- Task requirements -
1. Condense the paragraph of the article on the automobile and the mobile phone that begins "At the beginning of the automobile age" into a shorter version that keeps its main facts.
2. Output the part of the article word for word, starting at "The Auto and" and ending at "automobile dominated society?".

++++ Article

The Auto and The Mobile
By Howard Rheingold, Fri Feb 20 13:45:00 GMT 2004

People whose lives and whose children's lives were changed by the coming of the automobile failed to foresee the social side-effects of this wonderful new invention that brought freedom and power to so many people, so quickly. Can we foresee the mobilecom-dominated society any better than we planned for the automobile dominated society?


We do have at our disposal, should we choose to use it, something very valuable that our grandparents did not have — we have early data and analysis about the way lives are changing right now, as billions of people routinely carry global data and communication access in their pockets.

At the beginning of the automobile age, a global cadre of social scientists were not observing the way people actually used and were changed by their use of the automobile. The mobile telephone, however, attracted the attention of smart ethnographers, sociologists, social psychologists around the world: Anne Galloway, Leslie Haddon, Mizuko Ito, Richard Seyler-Ling, Sadie Plant, and dozens of other keen-eyed observers have been on the case of the mobile revolution from the beginning.

++++++++
++++ Information supplied

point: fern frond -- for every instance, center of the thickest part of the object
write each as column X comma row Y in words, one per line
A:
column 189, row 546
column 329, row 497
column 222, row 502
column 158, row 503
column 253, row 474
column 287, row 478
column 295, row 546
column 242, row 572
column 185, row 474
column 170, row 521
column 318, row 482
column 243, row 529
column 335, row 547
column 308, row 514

++++++++

- Expected responses -
1. Early in the automobile age, no global group of social scientists studied how people used cars and were changed by them. From the start, however, the mobile telephone drew researchers worldwide, including ethnographers, sociologists and social psychologists such as Anne Galloway, Leslie Haddon, Mizuko Ito, Richard Seyler-Ling, Sadie Plant and dozens of others, who have followed the mobile revolution closely.

2.
The Auto and The Mobile
By Howard Rheingold, Fri Feb 20 13:45:00 GMT 2004

People whose lives and whose children's lives were changed by the coming of the automobile failed to foresee the social side-effects of this wonderful new invention that brought freedom and power to so many people, so quickly. Can we foresee the mobilecom-dominated society any better than we planned for the automobile dominated society?